## Requirement 1
List every word that appears in quotation marks in the text on user accounts and computer security.
## Requirement 2
Extend the text on user accounts and computer security from its final sentence.
---------- Text block
With a normal user, most exploits will only affect that user. This means their data and data of any service that reveals information to them is at risk. However there are certain malware that can happen that will escalate the issue to administrative levels of privilege, at which point the entire system is compromised anyways.


Simple answer, yes he is safer but not "safe". If an attacker who has delivered a payload to the machine whether from an iframe or a redirect, the machine is owned and there is little to nothing you can do about it. The problem is not that it would help with some attacks, but it would make little difference in a vast majority of them.


I would say on an at-home computer that I don't use for work purposes at all, that having a separate admin account is over the line of usability vs security in my mind. I reinstall from an image of what I consider "needed" software at home a few times a year and I keep no personal information on it. I do however, have a "work" laptop that has a separate admin user/pass that does have information I want to keep out of the hands of miscreants and I do take much greater care of security measures on that machine.
--------------------
---------- Information shown
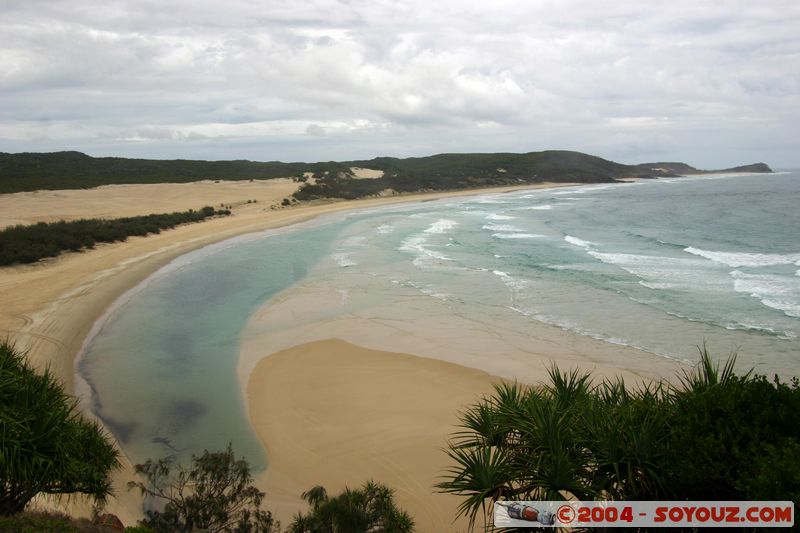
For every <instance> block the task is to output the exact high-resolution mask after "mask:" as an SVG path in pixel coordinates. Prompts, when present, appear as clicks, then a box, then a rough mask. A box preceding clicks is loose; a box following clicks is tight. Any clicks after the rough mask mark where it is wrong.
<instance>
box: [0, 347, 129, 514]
mask: <svg viewBox="0 0 800 533" xmlns="http://www.w3.org/2000/svg"><path fill="white" fill-rule="evenodd" d="M0 435H1V436H2V439H0V515H2V516H7V515H11V514H14V513H18V512H21V511H22V510H24V509H25V506H26V505H27V504H28V502H29V501H30V500H31V499H32V498H33V497H34V496H36V495H37V494H39V493H47V494H71V493H83V494H88V495H89V496H91V497H93V498H94V499H95V500H97V501H99V502H103V501H105V499H106V497H107V496H109V495H110V494H111V481H110V479H109V476H110V474H111V472H112V470H114V469H115V468H117V467H118V466H119V463H118V461H117V451H116V449H115V448H114V446H113V445H112V444H111V441H110V439H109V438H108V437H107V436H106V434H105V433H104V432H103V430H102V429H101V428H100V427H99V426H98V425H97V423H95V422H90V421H87V420H84V419H83V418H82V417H81V415H80V413H79V411H78V407H77V401H76V400H75V399H74V398H72V397H70V396H68V395H67V394H66V393H65V392H64V389H63V387H62V386H61V384H60V383H58V382H57V381H56V379H55V378H54V377H53V376H52V374H50V372H49V371H47V370H45V372H44V373H43V374H41V375H40V374H37V373H36V372H34V370H33V369H32V368H31V367H30V366H28V364H27V363H26V362H25V360H24V356H23V354H22V353H20V352H18V351H17V350H16V349H15V348H14V346H12V345H11V344H10V343H8V342H2V343H0Z"/></svg>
--------------------
## Task answer 1
safe
needed
work

## Task answer 2
The questions, as always, is security vs usability. Is banking done on the PC? Social Security #'s? Company info? etc... Once those questions are answered you can arrive at the best answer for the situation.


Using a regular user account instead of an Administrator user account is certainly a good idea from a security perspective. It adds one more layer limiting what something can do on your system but I'm not sure it will work in your situation.


I'm assuming your relative isn't the most technically savvy because you are setting up the computer for them and because you are worried about protecting them from stuff. The problem is if you give them the admin password you have no assurances they won't just type it in any time anything causes the prompt to appear. If they do, then you haven't bought yourself anything. If on the other hand you don't give them the password then you or someone else would need to intervene every time something needed admin permissions.


I've got my wife setup as a regular user on Windows 10 and it hasn't been a problem but I can easily take care of anything that needs admin permissions for her. Are you willing and able to do that for your relative? I assume you aren't because you were planning to give them the password.


Within Windows Explorer, I can right click on an executable file and pick 'Run as administrator' which will launch the selected process with elevated privileges or I can shift-right click on the executable file and click 'Run as different user', specify the username and password which will launch the process with standard privileges using the specified user context.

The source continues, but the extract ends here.